**Data supplied:**
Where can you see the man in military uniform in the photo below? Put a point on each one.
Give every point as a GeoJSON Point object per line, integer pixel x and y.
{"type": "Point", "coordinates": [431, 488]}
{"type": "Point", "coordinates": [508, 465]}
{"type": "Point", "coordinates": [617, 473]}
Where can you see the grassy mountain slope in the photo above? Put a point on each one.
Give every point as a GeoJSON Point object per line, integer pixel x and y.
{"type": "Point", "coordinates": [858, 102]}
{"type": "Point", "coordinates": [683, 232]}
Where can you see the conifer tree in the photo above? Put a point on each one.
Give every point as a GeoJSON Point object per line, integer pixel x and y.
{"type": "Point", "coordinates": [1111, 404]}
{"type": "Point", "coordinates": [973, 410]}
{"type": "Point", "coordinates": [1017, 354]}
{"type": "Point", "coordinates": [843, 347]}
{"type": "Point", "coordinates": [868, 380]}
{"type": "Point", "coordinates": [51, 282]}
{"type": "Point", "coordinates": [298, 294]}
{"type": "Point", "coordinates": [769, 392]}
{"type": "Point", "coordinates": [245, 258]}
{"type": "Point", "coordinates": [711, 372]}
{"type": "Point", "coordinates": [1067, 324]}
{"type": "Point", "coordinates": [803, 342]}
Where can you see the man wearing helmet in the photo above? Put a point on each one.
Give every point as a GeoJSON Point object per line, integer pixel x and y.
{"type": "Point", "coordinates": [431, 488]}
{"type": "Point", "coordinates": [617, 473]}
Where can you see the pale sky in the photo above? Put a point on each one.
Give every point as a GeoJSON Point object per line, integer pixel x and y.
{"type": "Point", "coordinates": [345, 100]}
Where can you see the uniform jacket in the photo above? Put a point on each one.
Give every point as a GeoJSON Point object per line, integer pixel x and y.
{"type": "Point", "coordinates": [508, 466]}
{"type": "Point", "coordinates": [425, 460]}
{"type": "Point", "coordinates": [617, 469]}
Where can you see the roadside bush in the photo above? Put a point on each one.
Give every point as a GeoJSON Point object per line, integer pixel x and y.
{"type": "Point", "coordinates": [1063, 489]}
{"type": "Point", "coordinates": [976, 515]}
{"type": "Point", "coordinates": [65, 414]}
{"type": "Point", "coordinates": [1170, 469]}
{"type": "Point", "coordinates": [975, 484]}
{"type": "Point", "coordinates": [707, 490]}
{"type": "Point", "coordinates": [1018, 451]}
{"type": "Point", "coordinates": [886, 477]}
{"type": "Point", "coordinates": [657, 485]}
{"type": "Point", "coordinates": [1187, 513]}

**Instructions for the task:**
Please copy all of the data above back out line for line, with nothing changed.

**The answer:**
Where can you see the man in military uniform in the photo below? Put a point on each one.
Give every point as a GeoJSON Point object per line, integer pixel x and y.
{"type": "Point", "coordinates": [431, 488]}
{"type": "Point", "coordinates": [508, 465]}
{"type": "Point", "coordinates": [617, 473]}
Where can you see the grassy mountain slope in the photo above? Put a point on each one.
Give every point as a GeoJSON Point object per line, integer pixel x and y.
{"type": "Point", "coordinates": [858, 102]}
{"type": "Point", "coordinates": [683, 232]}
Where can you see the conifer tree in the photo above? Put a point on each one.
Give every point as a GeoJSON Point object per line, integer pixel x and y.
{"type": "Point", "coordinates": [1111, 404]}
{"type": "Point", "coordinates": [973, 410]}
{"type": "Point", "coordinates": [1017, 354]}
{"type": "Point", "coordinates": [843, 347]}
{"type": "Point", "coordinates": [868, 380]}
{"type": "Point", "coordinates": [51, 282]}
{"type": "Point", "coordinates": [298, 294]}
{"type": "Point", "coordinates": [769, 392]}
{"type": "Point", "coordinates": [245, 258]}
{"type": "Point", "coordinates": [711, 372]}
{"type": "Point", "coordinates": [1067, 324]}
{"type": "Point", "coordinates": [803, 342]}
Where can you see the man wearing helmet in the photo above? Put a point on each one.
Give every point as a GeoJSON Point object per line, integer pixel x and y.
{"type": "Point", "coordinates": [431, 488]}
{"type": "Point", "coordinates": [617, 473]}
Where can you see the pale sky in the photo above? Put a point on each one.
Give every point as a GeoJSON Point object per line, integer pixel x and y.
{"type": "Point", "coordinates": [345, 100]}
Where can you see the uniform jacket in the photo above? Put a point on each one.
Give every point as a GeoJSON Point object per line, integer pixel x and y.
{"type": "Point", "coordinates": [508, 466]}
{"type": "Point", "coordinates": [425, 460]}
{"type": "Point", "coordinates": [617, 469]}
Where can you see the roadside bush in the photo above? Put a point on each one.
Give every point as a GeoJSON Point object per line, integer pixel x and y.
{"type": "Point", "coordinates": [1063, 489]}
{"type": "Point", "coordinates": [976, 515]}
{"type": "Point", "coordinates": [65, 414]}
{"type": "Point", "coordinates": [1170, 469]}
{"type": "Point", "coordinates": [975, 484]}
{"type": "Point", "coordinates": [707, 490]}
{"type": "Point", "coordinates": [1018, 451]}
{"type": "Point", "coordinates": [886, 477]}
{"type": "Point", "coordinates": [657, 485]}
{"type": "Point", "coordinates": [1187, 513]}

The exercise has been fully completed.